> _EXTRAIT FOURNI_:

────────────────

Un monde hors la loi

Publié le 20 mai 2010 par Hermes

Suivre l’information revient de plus en plus, pour le « citoyen », à gravir, tel un Sisyphe malheureux, une montagne dont le sommet ne lui est plus seulement invisible mais, même, incertain. Une montagne dont les deux versants seront le rire et les larmes de ce Sisyphe égaré.
Sysiphe ne voit plus le ciel.
Situation hors de contrôle : pour le sujet comme pour l’objet.
Alors que faire sinon, dans un même geste, s’en réjouir et s’en lamenter si la machine est devenue folle, que le « deus ex machina » est devenu le machina ex deus?
Quand l’événement non seulement échappe à tout entendement mais que son défi à la logique suffit à le propulser comme événement, déni de l’humain face à l’écran nu de toute transcendance. Depuis Nietzche, l’idéal lui-même est hors sagesse, mirage de l’humanité.
Nous voici donc ballotés au gré d’un Grand Ordinateur réduit à sa vérité simple et ultime : un univers cybernétique qui s’est emparé de nos savoirs et qui, fondamentalement a-moral, se réduit à un ensemble hétérogène de logiciels brassant les flux croisés du hasard, de la nécessité, du désir, de l’utopie et de la surveillance généralisée.

────────────────

> _ENREGISTREMENTS DE DONNÉES_:
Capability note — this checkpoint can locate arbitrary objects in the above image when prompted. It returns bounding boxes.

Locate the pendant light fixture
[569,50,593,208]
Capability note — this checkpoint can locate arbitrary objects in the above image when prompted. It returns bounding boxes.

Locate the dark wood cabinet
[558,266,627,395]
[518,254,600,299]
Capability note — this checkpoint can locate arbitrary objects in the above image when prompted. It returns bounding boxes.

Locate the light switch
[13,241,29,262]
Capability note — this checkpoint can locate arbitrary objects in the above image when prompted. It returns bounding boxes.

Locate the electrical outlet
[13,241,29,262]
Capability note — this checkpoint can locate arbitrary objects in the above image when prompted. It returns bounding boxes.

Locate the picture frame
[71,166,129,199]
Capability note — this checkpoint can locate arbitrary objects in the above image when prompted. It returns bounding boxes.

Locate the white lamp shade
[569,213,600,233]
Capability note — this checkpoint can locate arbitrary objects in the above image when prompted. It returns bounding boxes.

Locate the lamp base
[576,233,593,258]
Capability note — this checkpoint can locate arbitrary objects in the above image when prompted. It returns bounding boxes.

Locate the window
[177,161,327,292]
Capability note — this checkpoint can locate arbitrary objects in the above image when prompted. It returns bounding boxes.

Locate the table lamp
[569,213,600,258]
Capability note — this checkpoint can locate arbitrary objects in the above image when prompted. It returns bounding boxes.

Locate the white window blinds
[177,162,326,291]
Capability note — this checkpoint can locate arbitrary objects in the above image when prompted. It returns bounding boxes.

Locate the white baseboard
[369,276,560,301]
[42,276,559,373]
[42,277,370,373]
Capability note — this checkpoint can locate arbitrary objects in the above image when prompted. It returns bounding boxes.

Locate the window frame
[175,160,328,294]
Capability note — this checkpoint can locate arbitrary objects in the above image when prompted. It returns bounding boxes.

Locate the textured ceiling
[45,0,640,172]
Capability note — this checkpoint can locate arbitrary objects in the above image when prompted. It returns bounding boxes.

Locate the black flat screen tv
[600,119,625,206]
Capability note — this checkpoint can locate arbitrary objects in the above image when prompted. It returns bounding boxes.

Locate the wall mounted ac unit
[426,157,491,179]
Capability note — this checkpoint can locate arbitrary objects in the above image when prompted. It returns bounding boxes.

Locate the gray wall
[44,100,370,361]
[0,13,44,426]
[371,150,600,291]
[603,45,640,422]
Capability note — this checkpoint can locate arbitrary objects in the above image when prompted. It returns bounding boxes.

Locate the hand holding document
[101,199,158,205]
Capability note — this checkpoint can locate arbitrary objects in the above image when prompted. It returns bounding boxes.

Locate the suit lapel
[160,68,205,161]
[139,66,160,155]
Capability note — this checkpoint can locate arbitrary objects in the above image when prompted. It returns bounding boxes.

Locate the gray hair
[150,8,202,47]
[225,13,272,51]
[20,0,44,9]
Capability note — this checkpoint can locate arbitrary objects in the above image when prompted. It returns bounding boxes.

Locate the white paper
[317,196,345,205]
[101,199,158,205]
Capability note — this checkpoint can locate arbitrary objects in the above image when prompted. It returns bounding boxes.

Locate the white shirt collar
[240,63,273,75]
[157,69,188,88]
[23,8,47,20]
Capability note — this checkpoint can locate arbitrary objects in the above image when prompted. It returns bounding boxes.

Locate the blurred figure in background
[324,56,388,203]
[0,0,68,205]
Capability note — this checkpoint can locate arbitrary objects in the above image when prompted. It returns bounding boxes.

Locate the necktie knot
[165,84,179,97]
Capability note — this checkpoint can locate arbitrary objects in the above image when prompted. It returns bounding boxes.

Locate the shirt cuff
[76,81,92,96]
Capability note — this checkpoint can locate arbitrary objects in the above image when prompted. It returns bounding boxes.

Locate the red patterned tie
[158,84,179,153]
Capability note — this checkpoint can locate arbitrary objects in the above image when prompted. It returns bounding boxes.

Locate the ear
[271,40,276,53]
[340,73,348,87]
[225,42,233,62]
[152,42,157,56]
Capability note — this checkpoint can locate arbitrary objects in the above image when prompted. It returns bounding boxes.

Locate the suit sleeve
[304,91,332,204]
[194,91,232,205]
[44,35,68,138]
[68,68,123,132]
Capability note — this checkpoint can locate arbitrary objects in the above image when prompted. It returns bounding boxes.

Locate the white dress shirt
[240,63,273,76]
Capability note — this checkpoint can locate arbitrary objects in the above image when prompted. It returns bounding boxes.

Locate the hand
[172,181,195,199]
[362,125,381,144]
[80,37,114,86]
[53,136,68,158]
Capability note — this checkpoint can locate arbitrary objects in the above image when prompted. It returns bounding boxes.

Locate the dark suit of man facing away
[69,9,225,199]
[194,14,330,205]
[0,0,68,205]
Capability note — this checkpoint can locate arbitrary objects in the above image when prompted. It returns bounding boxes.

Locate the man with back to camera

────────────────

> _CONSIGNE 1_: Pour chacune des affirmations suivantes, indiquez par oui ou par non si elle s’accorde avec le texte « Un monde hors la loi », en citant les mots décisifs du texte. (a) Le texte a été publié le 20 mai 2010. (b) Selon le texte, la situation reste sous contrôle pour le sujet. (c) Le texte présente l’univers cybernétique comme fondamentalement moral.
> _CONSIGNE 2_: Reproduisez le passage du texte « Un monde hors la loi » compris entre « Alors que faire » et « la surveillance généralisée. », inclus.
> _CONSIGNE 3_: Prolongez le texte « Un monde hors la loi » à partir de sa dernière phrase.
Les items forment un matériau indépendant du texte.

> _CORRIGÉ 1_:
(a) Oui : « Publié le 20 mai 2010 par Hermes ».
(b) Non : « Situation hors de contrôle : pour le sujet comme pour l’objet. »
(c) Non : « fondamentalement a-moral ».

> _CORRIGÉ 2_:
Alors que faire sinon, dans un même geste, s’en réjouir et s’en lamenter si la machine est devenue folle, que le « deus ex machina » est devenu le machina ex deus?
Quand l’événement non seulement échappe à tout entendement mais que son défi à la logique suffit à le propulser comme événement, déni de l’humain face à l’écran nu de toute transcendance. Depuis Nietzche, l’idéal lui-même est hors sagesse, mirage de l’humanité.
Nous voici donc ballotés au gré d’un Grand Ordinateur réduit à sa vérité simple et ultime : un univers cybernétique qui s’est emparé de nos savoirs et qui, fondamentalement a-moral, se réduit à un ensemble hétérogène de logiciels brassant les flux croisés du hasard, de la nécessité, du désir, de l’utopie et de la surveillance généralisée.

> _CORRIGÉ 3_:
Un monde parfait parce que hors raison, hors désignation, dans lequel l’homme ignore s’il est bourreau ou victime, puissant ou faible, prédateur ou généreux… Non pas l’ère de l’indistinction mais celui d’une schizophrénie avancée qui remet en cause la notion même de pouvoir et, surtout, de ces « lois » sur lequel celui-ci s’est toujours constitué.
D’abord cette « loi » qui aujourd’hui hante nos discours, taraude le politique et nous renvoie à la folie d’une irréalité : La loi des marchés !
Aussi opaque qu’évanescente même si elle nous gouverne à partir d’un temps et d’un espace improbables, qu’elle ne s’articule à aucun individu, aucun groupe immédiatement ou clairement identifiables. Dans leurs meilleures intentions, nos chefs d’Etat les plus influents s’apparentent à ce Don Quichotte luttant contre des moulins à vent.
L’Histoire serait-elle devenue folle ?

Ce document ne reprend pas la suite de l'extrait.